§ Work required:
Reproduce all of the data exactly.

Stored data entries:
* * * * * * *

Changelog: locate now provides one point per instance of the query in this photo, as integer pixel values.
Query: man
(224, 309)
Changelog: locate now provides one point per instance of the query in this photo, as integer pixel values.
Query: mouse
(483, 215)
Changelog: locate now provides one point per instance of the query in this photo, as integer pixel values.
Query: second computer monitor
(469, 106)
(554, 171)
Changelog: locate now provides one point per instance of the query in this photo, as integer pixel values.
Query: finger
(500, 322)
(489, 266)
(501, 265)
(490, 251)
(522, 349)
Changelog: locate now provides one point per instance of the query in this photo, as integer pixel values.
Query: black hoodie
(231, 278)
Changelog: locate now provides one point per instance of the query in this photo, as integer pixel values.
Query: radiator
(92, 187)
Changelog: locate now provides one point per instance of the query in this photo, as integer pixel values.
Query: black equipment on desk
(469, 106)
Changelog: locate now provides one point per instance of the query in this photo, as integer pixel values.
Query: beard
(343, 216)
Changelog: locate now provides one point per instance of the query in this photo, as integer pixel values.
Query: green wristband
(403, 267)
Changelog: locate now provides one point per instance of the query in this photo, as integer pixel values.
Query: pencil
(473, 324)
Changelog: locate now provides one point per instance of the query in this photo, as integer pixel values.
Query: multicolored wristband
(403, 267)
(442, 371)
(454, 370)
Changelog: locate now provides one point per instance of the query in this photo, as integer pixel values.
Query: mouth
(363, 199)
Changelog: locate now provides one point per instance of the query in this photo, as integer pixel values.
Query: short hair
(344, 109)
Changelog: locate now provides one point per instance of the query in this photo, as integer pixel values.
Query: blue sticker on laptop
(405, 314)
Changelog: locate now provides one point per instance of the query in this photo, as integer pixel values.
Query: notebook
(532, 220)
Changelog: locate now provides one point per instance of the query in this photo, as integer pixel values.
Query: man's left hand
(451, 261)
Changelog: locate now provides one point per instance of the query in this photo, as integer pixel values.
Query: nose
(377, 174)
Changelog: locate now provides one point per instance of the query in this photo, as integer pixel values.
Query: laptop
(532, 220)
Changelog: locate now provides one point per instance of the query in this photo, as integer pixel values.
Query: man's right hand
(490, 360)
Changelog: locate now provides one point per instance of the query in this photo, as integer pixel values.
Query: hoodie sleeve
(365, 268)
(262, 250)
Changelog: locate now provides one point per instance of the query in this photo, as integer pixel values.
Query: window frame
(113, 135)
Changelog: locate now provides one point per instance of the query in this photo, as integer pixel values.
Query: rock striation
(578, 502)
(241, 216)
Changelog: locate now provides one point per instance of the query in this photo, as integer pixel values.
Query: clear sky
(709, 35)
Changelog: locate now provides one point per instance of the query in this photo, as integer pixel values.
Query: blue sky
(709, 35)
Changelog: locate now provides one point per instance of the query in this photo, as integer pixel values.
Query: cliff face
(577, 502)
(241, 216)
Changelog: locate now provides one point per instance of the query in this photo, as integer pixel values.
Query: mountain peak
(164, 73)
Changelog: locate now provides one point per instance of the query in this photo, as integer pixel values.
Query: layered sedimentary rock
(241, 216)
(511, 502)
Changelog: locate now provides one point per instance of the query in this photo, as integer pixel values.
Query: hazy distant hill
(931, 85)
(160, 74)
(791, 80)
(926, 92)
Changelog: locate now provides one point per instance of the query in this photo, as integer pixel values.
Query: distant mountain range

* * * * * * *

§ Solution to this task:
Changelog: locate now provides one point per instance of the query in this photo, as integer pixel values.
Query: man
(224, 309)
Changelog: locate now provides one point per instance of the query in this photo, as integer pixel values.
Query: mouse
(483, 215)
Changelog: locate now provides one point per instance of the query in this photo, as integer pixel values.
Query: second computer monitor
(469, 106)
(554, 171)
Changelog: locate now provides one point per instance of the query in this photo, as integer pixel values.
Query: finger
(500, 322)
(489, 266)
(501, 265)
(490, 251)
(522, 349)
Changelog: locate now provides one point per instance of the query in this photo, as integer pixel values.
Query: black hoodie
(231, 278)
Changelog: locate now provides one point per instance of the query in this photo, as integer pixel values.
Query: radiator
(92, 187)
Changelog: locate now provides one point per instance of the query in this photo, as integer pixel values.
Query: black equipment on desk
(469, 106)
Changelog: locate now provides one point per instance of the query in this photo, as integer pixel values.
Query: beard
(343, 216)
Changelog: locate now provides one point per instance of the query in this photo, as integer pixel values.
Query: green wristband
(403, 267)
Changelog: locate now provides one point per instance of the query in this photo, as integer pixel values.
Query: pencil
(473, 324)
Changelog: locate now provides one point per instance of the query in this photo, as integer pixel values.
Query: multicolored wristband
(403, 267)
(442, 371)
(454, 370)
Changelog: locate now provides one point per instance of the query in this photo, as integer pixel values.
Query: mouth
(363, 199)
Changelog: locate now provides one point per instance of the query in this photo, as integer pixel values.
Query: short hair
(344, 109)
Changelog: locate now provides one point per instance of the query in this photo, as integer pixel values.
Query: blue sticker on laptop
(405, 314)
Changelog: locate now provides one point per instance of the query in this photo, as integer pixel values.
Query: notebook
(532, 220)
Changelog: locate now provides one point per instance of the query in this photo, as integer pixel values.
Query: man's left hand
(451, 261)
Changelog: locate now provides one point per instance of the query in this photo, as integer pixel values.
Query: nose
(377, 174)
Changelog: locate now provides one point per instance of the query in this photo, as integer pixel values.
Query: laptop
(532, 220)
Changelog: locate now provides one point per instance of the query in this photo, as integer pixel values.
Query: man's right hand
(490, 360)
Changelog: locate now provides one point per instance of the query in this photo, as integer pixel values.
Query: hoodie sleeve
(365, 268)
(262, 250)
Changelog: locate now provides one point per instance of the query in this photo, as integer pixel values.
Query: window frame
(113, 135)
Changelog: locate now provides one point per instance of the query in this photo, as integer pixel values.
Query: rock striation
(578, 502)
(241, 216)
Changelog: locate now provides one point per instance of the query in this photo, as integer pixel values.
Query: clear sky
(709, 35)
Changelog: locate now provides one point per instance of the query in this photo, as integer pixel values.
Query: blue sky
(709, 35)
Changelog: locate now provides one point per instance of the query in this photo, as integer pixel values.
Query: cliff face
(577, 502)
(241, 216)
Changelog: locate now provides one point per instance of the query in this photo, as integer pixel values.
Query: mountain peak
(164, 73)
Changelog: locate now provides one point per instance of the query in this photo, as integer pixel values.
Query: layered sedimentary rock
(241, 216)
(511, 502)
Changelog: locate now provides one point per instance of the query in this photo, as integer pixel values.
Query: hazy distant hill
(931, 85)
(160, 74)
(791, 80)
(926, 92)
Changelog: locate now provides one point per instance of the query in this photo, as integer pixel values.
Query: distant mountain range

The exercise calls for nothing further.